## Text extract

# Moisture in Big Bales



## NDVA HAYMAN (Nov 24, 2009)

I keep hearing people talk about the moisture level in big squares needing to be 12% or lower. I have absolutely no experience with big squares but have done the rest for close to 50 years. With the density of round bales as good as it is now and with small squares being baled at 15% to 20%, why can't you bale big bales at 15% moisture? Especially with the treatment applicators that most people have installed on their balers. What am I missing? I think if I could bale my hay at 10% to 20% with a big baler, I would be in the market. I'm thinking about buying one for straw but I would like to use it more than that. TIA, Mike


----------



## CF-Farmer (Jan 10, 2012)

## Rows
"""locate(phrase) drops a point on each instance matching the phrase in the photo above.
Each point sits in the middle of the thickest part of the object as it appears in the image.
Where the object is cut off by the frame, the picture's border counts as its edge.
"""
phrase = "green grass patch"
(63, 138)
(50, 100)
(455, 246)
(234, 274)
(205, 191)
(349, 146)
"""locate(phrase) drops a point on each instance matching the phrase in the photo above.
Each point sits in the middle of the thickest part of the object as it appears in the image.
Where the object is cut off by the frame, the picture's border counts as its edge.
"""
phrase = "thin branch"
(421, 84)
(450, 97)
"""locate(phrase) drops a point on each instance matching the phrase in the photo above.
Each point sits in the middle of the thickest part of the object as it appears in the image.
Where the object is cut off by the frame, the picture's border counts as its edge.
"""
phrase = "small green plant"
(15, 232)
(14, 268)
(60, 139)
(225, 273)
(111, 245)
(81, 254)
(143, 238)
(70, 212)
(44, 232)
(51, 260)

## Written problem 1
From the forum thread on moisture in big bales, extract the passage from "# Moisture in" up to and including "(Jan 10, 2012)".
## Written problem 2
Continue the forum thread on moisture in big bales from the point at which it stops.

## Right answer 1
# Moisture in Big Bales



## NDVA HAYMAN (Nov 24, 2009)

I keep hearing people talk about the moisture level in big squares needing to be 12% or lower. I have absolutely no experience with big squares but have done the rest for close to 50 years. With the density of round bales as good as it is now and with small squares being baled at 15% to 20%, why can't you bale big bales at 15% moisture? Especially with the treatment applicators that most people have installed on their balers. What am I missing? I think if I could bale my hay at 10% to 20% with a big baler, I would be in the market. I'm thinking about buying one for straw but I would like to use it more than that. TIA, Mike


----------



## CF-Farmer (Jan 10, 2012)

## Right answer 2
We try to shoot for 13% to 15% hay when baling with big bales. It makes the best bales with now acid. We do have acid and use it when needed. The kits are auto and always on. With acid for us, the best baling is from 18% to 22%. After that it is to expensive to do all the time and have to stack a little different. Our ground has a lot of low wet places and creek bottems so our hay in a field can vary from 12% to 30% depending on where you are at. The acid works great but I also know where the higher moisture bales are and keep them out. To get the hay off, I have baled at a lot of different moistures and had good luck if keep eye on the high ones. Never worry to much about 20% and under with juice.


----------



## hay rake (Dec 31, 2011)

we bale a 4x4x10 63 flake 2,200 lb brick. at this compaction the bale does not breath so a low moisture is needed. we run acid down to 10% and have good looking bales. if we were going to run no acid at higher moisture we would need to make a less compact bale. i would assume a lot would depend on the type of grass you are baling but in our area i would never want to bale above 13% without preservative.


----------



## balerguy1975 (May 6, 2012)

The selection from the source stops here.